Moves files listed in suppression.txt to a dedicated trash directory with:

terminal
$> mkdir trash
$> parallel mv {} trash/{/} :::: suppression.txt

You can inspect what s in trash before deleting:

terminal
$> du -csh trash  # see how much space is gained
$> find ./trash -type f ! -wholename "*/@eaDir/*" ! -name "Thumbs.db" | parallel "sha256sum {} >> trash/fingerprints_trash.txt"
$> find ./ -type f ! -wholename "./trash/*" | parallel "sha256sum {} >> trash/fingerprints_keep.txt"
$> cut -c1-64 trash/fingerprints_trash.txt > trash/sha256_trash.txt
$> cut -c1-64 trash/fingerprints_keep.txt > trash/sha256_keep.txt
$> fgrep -x -f trash/sha256_trash.txt trash/sha256_keep.txt > trash/sha256_safe.txt
$> fgrep -x -v  -f trash/sha256_safe.txt trash/sha256_trash.txt > trash/sha256_lost.txt
# trash/sha256_lost.txt contains list of sha256 of lost files (no duplication)

> [ROWS]

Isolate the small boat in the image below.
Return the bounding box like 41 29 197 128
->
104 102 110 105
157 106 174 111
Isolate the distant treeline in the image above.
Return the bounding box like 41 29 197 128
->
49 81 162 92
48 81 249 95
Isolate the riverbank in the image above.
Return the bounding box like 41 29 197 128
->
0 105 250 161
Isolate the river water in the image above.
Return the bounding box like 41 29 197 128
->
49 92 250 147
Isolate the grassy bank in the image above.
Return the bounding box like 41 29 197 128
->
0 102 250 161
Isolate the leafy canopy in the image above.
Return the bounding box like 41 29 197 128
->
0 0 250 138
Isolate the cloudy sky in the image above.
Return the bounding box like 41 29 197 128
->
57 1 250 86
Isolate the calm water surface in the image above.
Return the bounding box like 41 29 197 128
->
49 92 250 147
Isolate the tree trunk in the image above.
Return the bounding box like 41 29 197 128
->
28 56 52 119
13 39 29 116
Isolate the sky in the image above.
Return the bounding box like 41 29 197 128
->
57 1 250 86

* * *

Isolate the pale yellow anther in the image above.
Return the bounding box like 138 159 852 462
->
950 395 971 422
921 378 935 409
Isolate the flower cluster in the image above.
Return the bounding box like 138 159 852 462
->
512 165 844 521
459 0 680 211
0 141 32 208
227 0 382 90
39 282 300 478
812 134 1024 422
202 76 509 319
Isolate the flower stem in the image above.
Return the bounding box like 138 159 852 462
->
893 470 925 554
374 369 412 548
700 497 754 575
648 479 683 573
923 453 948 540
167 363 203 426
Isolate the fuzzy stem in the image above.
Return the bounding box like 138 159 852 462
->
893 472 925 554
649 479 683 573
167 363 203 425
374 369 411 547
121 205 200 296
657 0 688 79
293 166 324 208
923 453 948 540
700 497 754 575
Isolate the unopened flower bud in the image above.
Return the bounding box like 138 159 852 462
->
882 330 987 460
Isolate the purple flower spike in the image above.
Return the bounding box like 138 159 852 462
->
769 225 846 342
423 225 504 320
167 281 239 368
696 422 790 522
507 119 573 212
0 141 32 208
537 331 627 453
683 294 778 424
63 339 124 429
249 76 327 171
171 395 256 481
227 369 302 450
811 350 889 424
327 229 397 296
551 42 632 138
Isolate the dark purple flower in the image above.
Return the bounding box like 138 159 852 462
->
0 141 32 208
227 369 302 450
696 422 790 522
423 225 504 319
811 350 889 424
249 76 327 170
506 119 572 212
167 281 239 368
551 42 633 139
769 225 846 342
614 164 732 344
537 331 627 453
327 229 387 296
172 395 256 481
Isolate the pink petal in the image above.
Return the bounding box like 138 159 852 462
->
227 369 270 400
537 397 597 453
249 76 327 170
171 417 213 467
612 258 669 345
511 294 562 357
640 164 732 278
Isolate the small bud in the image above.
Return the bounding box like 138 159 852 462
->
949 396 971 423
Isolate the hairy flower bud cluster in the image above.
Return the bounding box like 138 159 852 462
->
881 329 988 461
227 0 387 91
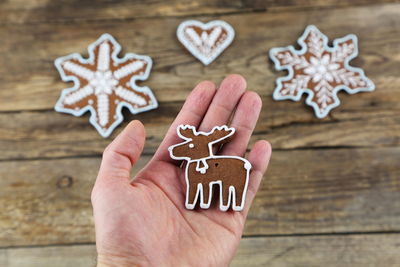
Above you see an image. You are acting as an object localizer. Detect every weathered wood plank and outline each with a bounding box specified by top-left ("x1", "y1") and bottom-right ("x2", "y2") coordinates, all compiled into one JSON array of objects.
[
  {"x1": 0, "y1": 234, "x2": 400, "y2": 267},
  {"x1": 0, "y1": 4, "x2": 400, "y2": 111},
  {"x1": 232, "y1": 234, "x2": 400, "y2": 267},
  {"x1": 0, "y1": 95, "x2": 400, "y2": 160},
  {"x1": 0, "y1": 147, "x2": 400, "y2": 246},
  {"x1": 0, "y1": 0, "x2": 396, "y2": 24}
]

> [EXERCISE 1] In the passage on moving files to a trash directory, what does the command "du -csh trash" let you see?
> [EXERCISE 2] Reproduce the passage on moving files to a trash directory word for word from "You can inspect" to "files (no duplication)".

> [COMPLETE RESPONSE 1] How much space is gained.

> [COMPLETE RESPONSE 2]
You can inspect what s in trash before deleting:

terminal
$> du -csh trash  # see how much space is gained
$> find ./trash -type f ! -wholename "*/@eaDir/*" ! -name "Thumbs.db" | parallel "sha256sum {} >> trash/fingerprints_trash.txt"
$> find ./ -type f ! -wholename "./trash/*" | parallel "sha256sum {} >> trash/fingerprints_keep.txt"
$> cut -c1-64 trash/fingerprints_trash.txt > trash/sha256_trash.txt
$> cut -c1-64 trash/fingerprints_keep.txt > trash/sha256_keep.txt
$> fgrep -x -f trash/sha256_trash.txt trash/sha256_keep.txt > trash/sha256_safe.txt
$> fgrep -x -v  -f trash/sha256_safe.txt trash/sha256_trash.txt > trash/sha256_lost.txt
# trash/sha256_lost.txt contains list of sha256 of lost files (no duplication)